Can you lay out the records below as a Markdown table with columns Row and Line, beginning at the line containing "Thank you for the photo. Could you indicate the silver" and running through the line containing "<point>67,277</point>", with each line numbered and blank lines left out?

Data items
·····

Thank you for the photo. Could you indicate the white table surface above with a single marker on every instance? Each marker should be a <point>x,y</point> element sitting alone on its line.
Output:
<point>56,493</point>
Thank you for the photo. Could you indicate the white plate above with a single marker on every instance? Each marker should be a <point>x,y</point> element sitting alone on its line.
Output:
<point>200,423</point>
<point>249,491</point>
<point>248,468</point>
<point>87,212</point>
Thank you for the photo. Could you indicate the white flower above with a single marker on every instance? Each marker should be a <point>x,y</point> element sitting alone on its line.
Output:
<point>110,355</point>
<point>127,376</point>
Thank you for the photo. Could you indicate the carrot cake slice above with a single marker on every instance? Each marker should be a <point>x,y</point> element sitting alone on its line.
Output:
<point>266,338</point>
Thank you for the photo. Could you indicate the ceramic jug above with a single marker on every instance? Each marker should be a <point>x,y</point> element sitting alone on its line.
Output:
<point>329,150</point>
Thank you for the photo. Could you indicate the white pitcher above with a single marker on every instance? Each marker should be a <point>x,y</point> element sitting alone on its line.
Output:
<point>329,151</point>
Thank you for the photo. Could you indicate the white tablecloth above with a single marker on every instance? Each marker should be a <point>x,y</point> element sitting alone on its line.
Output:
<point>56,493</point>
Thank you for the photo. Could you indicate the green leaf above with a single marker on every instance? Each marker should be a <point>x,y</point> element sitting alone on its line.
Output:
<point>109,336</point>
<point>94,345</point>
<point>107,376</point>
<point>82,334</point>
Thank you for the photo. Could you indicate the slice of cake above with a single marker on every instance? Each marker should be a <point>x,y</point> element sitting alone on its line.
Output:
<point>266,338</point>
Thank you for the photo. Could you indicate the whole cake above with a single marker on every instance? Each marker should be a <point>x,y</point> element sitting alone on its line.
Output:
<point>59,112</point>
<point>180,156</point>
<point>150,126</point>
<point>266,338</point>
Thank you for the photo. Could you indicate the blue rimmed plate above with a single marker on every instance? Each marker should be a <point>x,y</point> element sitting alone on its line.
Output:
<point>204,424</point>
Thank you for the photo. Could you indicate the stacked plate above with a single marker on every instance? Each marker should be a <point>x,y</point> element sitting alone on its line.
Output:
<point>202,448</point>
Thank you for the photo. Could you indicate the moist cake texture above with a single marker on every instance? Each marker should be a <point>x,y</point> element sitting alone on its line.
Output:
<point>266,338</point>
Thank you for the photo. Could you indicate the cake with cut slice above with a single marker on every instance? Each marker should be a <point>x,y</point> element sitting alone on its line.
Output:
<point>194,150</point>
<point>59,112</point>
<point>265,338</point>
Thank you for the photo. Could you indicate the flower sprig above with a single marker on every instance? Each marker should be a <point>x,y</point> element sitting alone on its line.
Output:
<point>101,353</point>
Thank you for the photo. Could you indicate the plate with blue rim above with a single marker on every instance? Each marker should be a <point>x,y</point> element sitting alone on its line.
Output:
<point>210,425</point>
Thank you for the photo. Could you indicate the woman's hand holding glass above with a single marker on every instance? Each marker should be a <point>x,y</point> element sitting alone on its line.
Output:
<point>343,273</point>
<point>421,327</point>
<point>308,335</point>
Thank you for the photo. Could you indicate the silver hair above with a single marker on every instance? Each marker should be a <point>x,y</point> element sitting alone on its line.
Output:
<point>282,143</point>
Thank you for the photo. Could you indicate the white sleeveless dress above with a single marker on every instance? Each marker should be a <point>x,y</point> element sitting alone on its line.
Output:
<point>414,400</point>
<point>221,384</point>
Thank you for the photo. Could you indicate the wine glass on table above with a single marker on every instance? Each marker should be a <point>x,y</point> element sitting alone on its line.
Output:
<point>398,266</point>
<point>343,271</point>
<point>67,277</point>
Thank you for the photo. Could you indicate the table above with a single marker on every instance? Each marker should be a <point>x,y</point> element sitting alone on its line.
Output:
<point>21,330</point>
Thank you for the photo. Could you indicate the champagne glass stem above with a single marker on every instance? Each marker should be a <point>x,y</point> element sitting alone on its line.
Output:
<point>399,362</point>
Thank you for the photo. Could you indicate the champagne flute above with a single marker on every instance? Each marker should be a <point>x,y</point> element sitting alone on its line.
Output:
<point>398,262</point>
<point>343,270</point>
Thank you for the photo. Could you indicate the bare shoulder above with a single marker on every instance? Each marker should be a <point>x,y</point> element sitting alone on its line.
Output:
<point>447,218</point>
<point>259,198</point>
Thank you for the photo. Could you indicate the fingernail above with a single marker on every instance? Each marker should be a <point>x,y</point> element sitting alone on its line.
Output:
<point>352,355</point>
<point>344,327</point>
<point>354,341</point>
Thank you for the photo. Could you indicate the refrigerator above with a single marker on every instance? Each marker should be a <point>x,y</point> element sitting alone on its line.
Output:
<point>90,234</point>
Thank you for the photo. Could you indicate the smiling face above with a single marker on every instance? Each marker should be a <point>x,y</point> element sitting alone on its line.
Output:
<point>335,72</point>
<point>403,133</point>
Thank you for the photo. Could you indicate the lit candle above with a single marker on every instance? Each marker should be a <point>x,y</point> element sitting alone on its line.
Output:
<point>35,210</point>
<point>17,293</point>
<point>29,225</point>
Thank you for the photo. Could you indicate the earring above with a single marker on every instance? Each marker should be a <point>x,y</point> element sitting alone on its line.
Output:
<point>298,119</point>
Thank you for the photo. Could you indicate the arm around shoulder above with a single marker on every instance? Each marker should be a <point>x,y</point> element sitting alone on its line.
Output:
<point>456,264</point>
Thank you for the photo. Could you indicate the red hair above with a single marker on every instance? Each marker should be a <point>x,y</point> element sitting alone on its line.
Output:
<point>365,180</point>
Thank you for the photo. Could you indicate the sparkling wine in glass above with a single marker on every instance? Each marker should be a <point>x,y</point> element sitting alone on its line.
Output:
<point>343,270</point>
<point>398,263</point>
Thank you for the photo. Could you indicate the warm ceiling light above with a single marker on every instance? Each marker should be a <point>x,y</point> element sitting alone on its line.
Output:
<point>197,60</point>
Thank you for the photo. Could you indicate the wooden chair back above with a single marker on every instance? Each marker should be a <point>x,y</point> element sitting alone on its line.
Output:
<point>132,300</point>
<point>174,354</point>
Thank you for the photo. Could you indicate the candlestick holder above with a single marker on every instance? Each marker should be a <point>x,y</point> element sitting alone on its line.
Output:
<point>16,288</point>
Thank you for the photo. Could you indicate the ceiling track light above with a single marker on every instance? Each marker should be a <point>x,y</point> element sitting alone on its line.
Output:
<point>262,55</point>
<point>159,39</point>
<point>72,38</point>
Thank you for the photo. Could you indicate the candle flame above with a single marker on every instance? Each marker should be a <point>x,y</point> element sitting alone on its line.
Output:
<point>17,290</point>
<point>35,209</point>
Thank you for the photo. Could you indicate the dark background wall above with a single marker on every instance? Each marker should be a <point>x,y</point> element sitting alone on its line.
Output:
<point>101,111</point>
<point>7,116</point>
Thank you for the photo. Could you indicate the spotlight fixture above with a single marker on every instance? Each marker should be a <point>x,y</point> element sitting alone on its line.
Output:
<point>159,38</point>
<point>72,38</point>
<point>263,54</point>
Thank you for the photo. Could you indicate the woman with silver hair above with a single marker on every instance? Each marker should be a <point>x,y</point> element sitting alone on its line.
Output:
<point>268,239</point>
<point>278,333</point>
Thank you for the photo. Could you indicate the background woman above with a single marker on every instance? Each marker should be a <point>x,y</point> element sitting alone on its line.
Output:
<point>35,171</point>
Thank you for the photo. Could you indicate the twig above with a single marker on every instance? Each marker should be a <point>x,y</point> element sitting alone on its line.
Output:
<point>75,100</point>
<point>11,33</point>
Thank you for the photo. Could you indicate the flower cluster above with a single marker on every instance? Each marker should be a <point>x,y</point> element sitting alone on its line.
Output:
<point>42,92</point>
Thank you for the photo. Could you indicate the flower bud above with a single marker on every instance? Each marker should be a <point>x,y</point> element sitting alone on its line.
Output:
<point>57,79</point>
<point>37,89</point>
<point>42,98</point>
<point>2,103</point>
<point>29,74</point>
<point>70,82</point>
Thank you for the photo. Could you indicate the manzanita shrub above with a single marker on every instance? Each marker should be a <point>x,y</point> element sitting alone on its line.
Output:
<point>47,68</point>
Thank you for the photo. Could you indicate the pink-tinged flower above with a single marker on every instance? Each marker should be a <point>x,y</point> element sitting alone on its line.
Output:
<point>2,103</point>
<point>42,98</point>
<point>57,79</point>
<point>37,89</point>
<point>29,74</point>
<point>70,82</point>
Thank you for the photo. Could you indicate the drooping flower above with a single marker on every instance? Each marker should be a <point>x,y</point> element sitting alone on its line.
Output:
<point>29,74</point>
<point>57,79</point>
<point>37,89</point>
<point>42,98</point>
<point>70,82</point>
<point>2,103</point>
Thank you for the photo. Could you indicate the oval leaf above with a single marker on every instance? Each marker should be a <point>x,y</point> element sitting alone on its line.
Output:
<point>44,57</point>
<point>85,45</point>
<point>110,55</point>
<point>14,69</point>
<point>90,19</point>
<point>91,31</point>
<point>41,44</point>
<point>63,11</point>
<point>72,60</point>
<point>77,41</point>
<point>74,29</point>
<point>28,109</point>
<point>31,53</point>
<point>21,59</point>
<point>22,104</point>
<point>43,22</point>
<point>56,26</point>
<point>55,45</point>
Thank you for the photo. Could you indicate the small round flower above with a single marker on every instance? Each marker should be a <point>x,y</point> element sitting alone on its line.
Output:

·····

(The response):
| Row | Line |
|---|---|
| 1 | Thank you for the photo. Could you indicate the silver hair above with a single marker on every instance? Each marker should be a <point>x,y</point> element sitting alone on its line. |
| 2 | Output: |
| 3 | <point>282,143</point> |
| 4 | Thank you for the photo. Could you indicate the white sleeveless dress above with a single marker on every instance? Each marker should be a <point>x,y</point> element sitting alone on its line. |
| 5 | Output: |
| 6 | <point>414,400</point> |
| 7 | <point>221,384</point> |
| 8 | Thank you for the photo. Could you indicate the wine glass on table above with a single marker on every instance? Each marker should be a <point>x,y</point> element sitting alone on its line. |
| 9 | Output: |
| 10 | <point>398,266</point> |
| 11 | <point>343,271</point> |
| 12 | <point>67,277</point> |